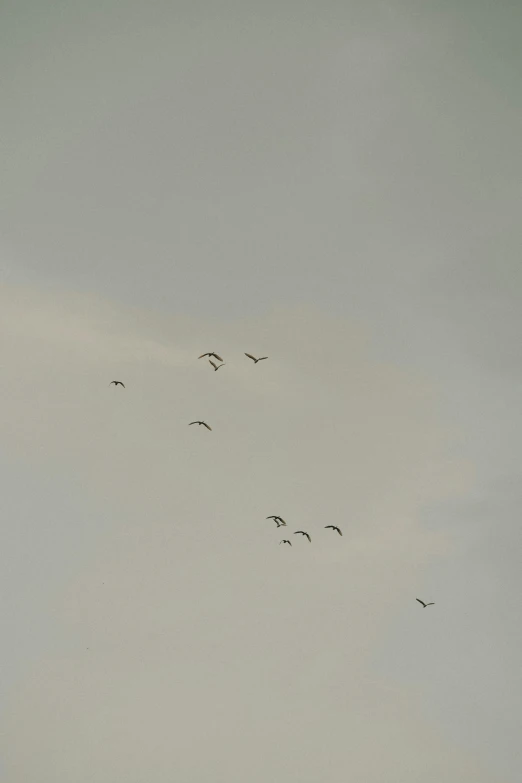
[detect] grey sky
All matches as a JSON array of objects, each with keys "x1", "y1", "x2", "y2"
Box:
[{"x1": 0, "y1": 0, "x2": 522, "y2": 783}]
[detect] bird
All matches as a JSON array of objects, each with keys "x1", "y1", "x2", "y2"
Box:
[
  {"x1": 189, "y1": 421, "x2": 212, "y2": 430},
  {"x1": 324, "y1": 525, "x2": 342, "y2": 536},
  {"x1": 294, "y1": 530, "x2": 312, "y2": 543},
  {"x1": 267, "y1": 515, "x2": 286, "y2": 527}
]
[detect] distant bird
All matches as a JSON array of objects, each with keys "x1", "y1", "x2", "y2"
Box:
[
  {"x1": 294, "y1": 530, "x2": 312, "y2": 543},
  {"x1": 325, "y1": 525, "x2": 342, "y2": 536},
  {"x1": 189, "y1": 421, "x2": 212, "y2": 430},
  {"x1": 267, "y1": 515, "x2": 286, "y2": 527}
]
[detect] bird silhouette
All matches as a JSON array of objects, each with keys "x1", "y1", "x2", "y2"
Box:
[
  {"x1": 267, "y1": 514, "x2": 286, "y2": 527},
  {"x1": 189, "y1": 421, "x2": 212, "y2": 430},
  {"x1": 324, "y1": 525, "x2": 342, "y2": 536},
  {"x1": 294, "y1": 530, "x2": 312, "y2": 543}
]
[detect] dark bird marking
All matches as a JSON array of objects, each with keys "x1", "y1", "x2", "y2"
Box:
[
  {"x1": 324, "y1": 525, "x2": 342, "y2": 536},
  {"x1": 294, "y1": 530, "x2": 312, "y2": 543},
  {"x1": 189, "y1": 421, "x2": 212, "y2": 430},
  {"x1": 267, "y1": 515, "x2": 286, "y2": 527}
]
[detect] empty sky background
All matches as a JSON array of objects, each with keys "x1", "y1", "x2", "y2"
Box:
[{"x1": 0, "y1": 0, "x2": 522, "y2": 783}]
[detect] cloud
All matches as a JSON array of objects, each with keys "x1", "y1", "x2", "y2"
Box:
[{"x1": 0, "y1": 288, "x2": 486, "y2": 783}]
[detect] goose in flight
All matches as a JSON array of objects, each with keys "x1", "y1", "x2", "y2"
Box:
[
  {"x1": 267, "y1": 515, "x2": 286, "y2": 527},
  {"x1": 189, "y1": 421, "x2": 212, "y2": 430},
  {"x1": 294, "y1": 530, "x2": 312, "y2": 543},
  {"x1": 324, "y1": 525, "x2": 342, "y2": 536}
]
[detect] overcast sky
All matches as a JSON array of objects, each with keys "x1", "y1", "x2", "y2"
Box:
[{"x1": 0, "y1": 0, "x2": 522, "y2": 783}]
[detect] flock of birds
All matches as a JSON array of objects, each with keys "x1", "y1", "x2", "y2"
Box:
[{"x1": 109, "y1": 351, "x2": 435, "y2": 609}]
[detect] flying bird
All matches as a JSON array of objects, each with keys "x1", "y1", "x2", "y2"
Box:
[
  {"x1": 324, "y1": 525, "x2": 342, "y2": 536},
  {"x1": 189, "y1": 421, "x2": 212, "y2": 430},
  {"x1": 267, "y1": 515, "x2": 286, "y2": 527},
  {"x1": 294, "y1": 530, "x2": 312, "y2": 543}
]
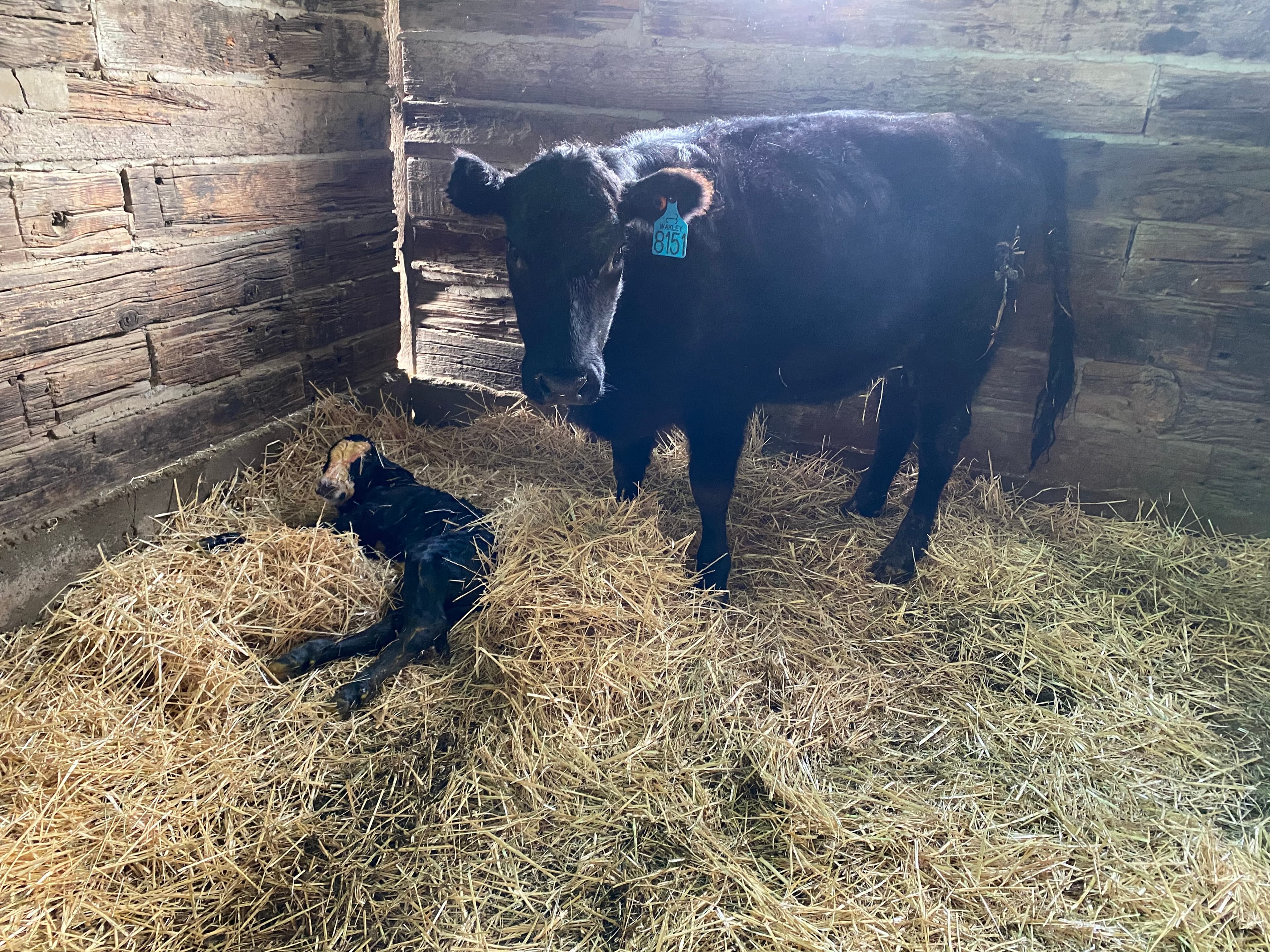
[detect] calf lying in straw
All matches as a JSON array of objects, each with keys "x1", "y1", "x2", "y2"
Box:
[{"x1": 202, "y1": 433, "x2": 494, "y2": 717}]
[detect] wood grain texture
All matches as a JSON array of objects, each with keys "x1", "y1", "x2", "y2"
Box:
[
  {"x1": 0, "y1": 0, "x2": 97, "y2": 67},
  {"x1": 142, "y1": 152, "x2": 393, "y2": 228},
  {"x1": 1120, "y1": 221, "x2": 1270, "y2": 307},
  {"x1": 414, "y1": 328, "x2": 525, "y2": 391},
  {"x1": 1063, "y1": 139, "x2": 1270, "y2": 228},
  {"x1": 401, "y1": 0, "x2": 640, "y2": 37},
  {"x1": 0, "y1": 76, "x2": 389, "y2": 163},
  {"x1": 1147, "y1": 66, "x2": 1270, "y2": 146},
  {"x1": 0, "y1": 215, "x2": 395, "y2": 359},
  {"x1": 0, "y1": 359, "x2": 306, "y2": 529},
  {"x1": 7, "y1": 171, "x2": 132, "y2": 259},
  {"x1": 402, "y1": 32, "x2": 1155, "y2": 135},
  {"x1": 147, "y1": 270, "x2": 399, "y2": 383},
  {"x1": 650, "y1": 0, "x2": 1270, "y2": 60},
  {"x1": 97, "y1": 0, "x2": 387, "y2": 84}
]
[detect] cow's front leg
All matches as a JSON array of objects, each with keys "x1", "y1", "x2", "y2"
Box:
[
  {"x1": 614, "y1": 437, "x2": 655, "y2": 501},
  {"x1": 685, "y1": 415, "x2": 748, "y2": 602},
  {"x1": 869, "y1": 395, "x2": 970, "y2": 585}
]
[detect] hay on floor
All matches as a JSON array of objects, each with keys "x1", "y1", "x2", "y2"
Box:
[{"x1": 0, "y1": 400, "x2": 1270, "y2": 951}]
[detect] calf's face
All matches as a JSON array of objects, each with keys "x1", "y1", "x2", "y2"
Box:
[
  {"x1": 446, "y1": 146, "x2": 714, "y2": 406},
  {"x1": 318, "y1": 433, "x2": 375, "y2": 505}
]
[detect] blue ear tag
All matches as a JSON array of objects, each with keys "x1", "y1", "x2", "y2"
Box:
[{"x1": 653, "y1": 202, "x2": 688, "y2": 258}]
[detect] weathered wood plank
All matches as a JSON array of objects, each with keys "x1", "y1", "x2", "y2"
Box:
[
  {"x1": 410, "y1": 282, "x2": 521, "y2": 343},
  {"x1": 1206, "y1": 307, "x2": 1270, "y2": 386},
  {"x1": 1073, "y1": 293, "x2": 1223, "y2": 371},
  {"x1": 0, "y1": 76, "x2": 389, "y2": 163},
  {"x1": 402, "y1": 100, "x2": 669, "y2": 168},
  {"x1": 98, "y1": 0, "x2": 387, "y2": 83},
  {"x1": 1147, "y1": 66, "x2": 1270, "y2": 146},
  {"x1": 414, "y1": 328, "x2": 525, "y2": 391},
  {"x1": 147, "y1": 270, "x2": 399, "y2": 383},
  {"x1": 402, "y1": 32, "x2": 1156, "y2": 135},
  {"x1": 301, "y1": 321, "x2": 401, "y2": 397},
  {"x1": 0, "y1": 215, "x2": 395, "y2": 359},
  {"x1": 645, "y1": 0, "x2": 1270, "y2": 60},
  {"x1": 1120, "y1": 221, "x2": 1270, "y2": 306},
  {"x1": 0, "y1": 191, "x2": 27, "y2": 269},
  {"x1": 152, "y1": 152, "x2": 393, "y2": 233},
  {"x1": 0, "y1": 0, "x2": 97, "y2": 67},
  {"x1": 401, "y1": 0, "x2": 640, "y2": 37},
  {"x1": 0, "y1": 359, "x2": 305, "y2": 529},
  {"x1": 9, "y1": 171, "x2": 132, "y2": 258},
  {"x1": 1063, "y1": 139, "x2": 1270, "y2": 228}
]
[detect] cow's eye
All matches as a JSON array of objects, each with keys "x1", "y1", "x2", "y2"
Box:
[{"x1": 601, "y1": 248, "x2": 623, "y2": 274}]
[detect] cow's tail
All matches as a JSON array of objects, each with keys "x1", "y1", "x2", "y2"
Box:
[{"x1": 1028, "y1": 139, "x2": 1076, "y2": 470}]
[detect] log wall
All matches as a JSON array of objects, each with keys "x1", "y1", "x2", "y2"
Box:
[
  {"x1": 396, "y1": 0, "x2": 1270, "y2": 532},
  {"x1": 0, "y1": 0, "x2": 400, "y2": 541}
]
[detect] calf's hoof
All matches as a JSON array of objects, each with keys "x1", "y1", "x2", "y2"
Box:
[
  {"x1": 839, "y1": 490, "x2": 886, "y2": 519},
  {"x1": 869, "y1": 552, "x2": 917, "y2": 585},
  {"x1": 198, "y1": 532, "x2": 246, "y2": 552},
  {"x1": 330, "y1": 680, "x2": 375, "y2": 721},
  {"x1": 267, "y1": 639, "x2": 335, "y2": 682}
]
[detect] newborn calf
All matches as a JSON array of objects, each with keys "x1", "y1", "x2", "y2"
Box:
[{"x1": 203, "y1": 433, "x2": 494, "y2": 717}]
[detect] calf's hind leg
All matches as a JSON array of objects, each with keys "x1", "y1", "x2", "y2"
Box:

*Task requirements*
Reproduce without changes the part of the records that opens with the line containing "[detect] calf's hoof" and closes with the end of the records.

*Answer below*
[detect] calf's hoof
All matches as a JSON array of objects, each with keys "x1", "y1", "x2", "y2"
Box:
[
  {"x1": 839, "y1": 490, "x2": 886, "y2": 519},
  {"x1": 869, "y1": 552, "x2": 917, "y2": 585},
  {"x1": 198, "y1": 532, "x2": 246, "y2": 552},
  {"x1": 330, "y1": 680, "x2": 375, "y2": 721},
  {"x1": 267, "y1": 639, "x2": 335, "y2": 682}
]
[detect] newborn calf
All matches as a JSON array of objects, each with keys "x1", "y1", "x2", "y2"
Box:
[{"x1": 203, "y1": 433, "x2": 494, "y2": 717}]
[detect] calf's hind leg
All matches as a JSON array of objects, each with keys "x1", "y1", "x2", "y2"
Box:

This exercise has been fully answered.